▶ [Problem to solve]
Present the lines of the rows below as a Markdown table with two columns, No. and Text, numbering each line and leaving out blank lines and the pictures.

▶ [Source data]

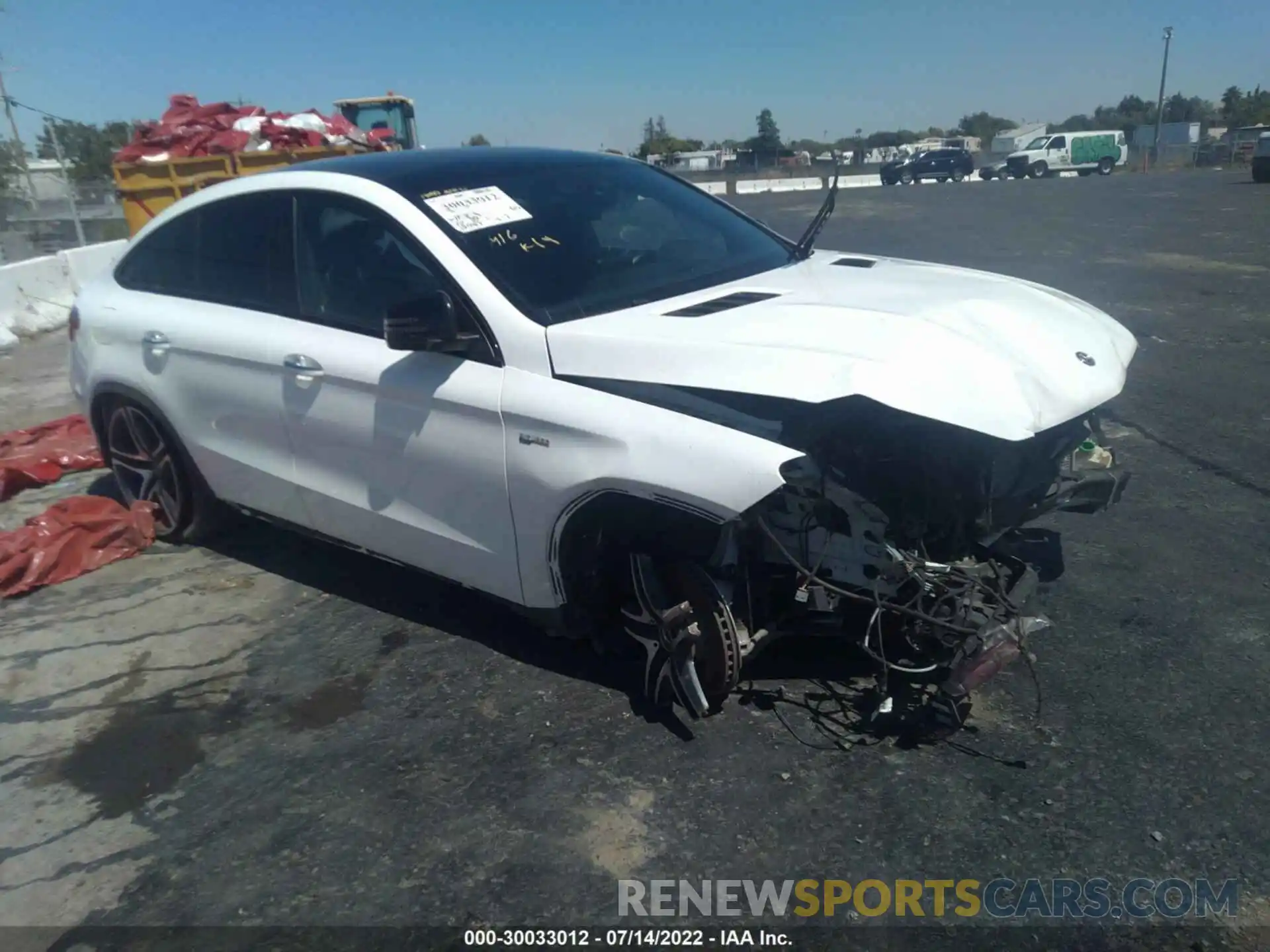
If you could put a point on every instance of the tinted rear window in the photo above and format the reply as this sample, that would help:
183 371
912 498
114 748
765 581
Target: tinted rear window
237 252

▶ [Exercise answer]
| No. | Text |
|---|---|
| 1 | If you could put a point on every instance of the tinted rear window in the photo above and format the reply as this sample, that would help: |
| 2 | 183 371 |
| 3 | 912 498 |
| 4 | 114 748 |
| 5 | 765 581 |
| 6 | Target: tinted rear window |
| 7 | 237 252 |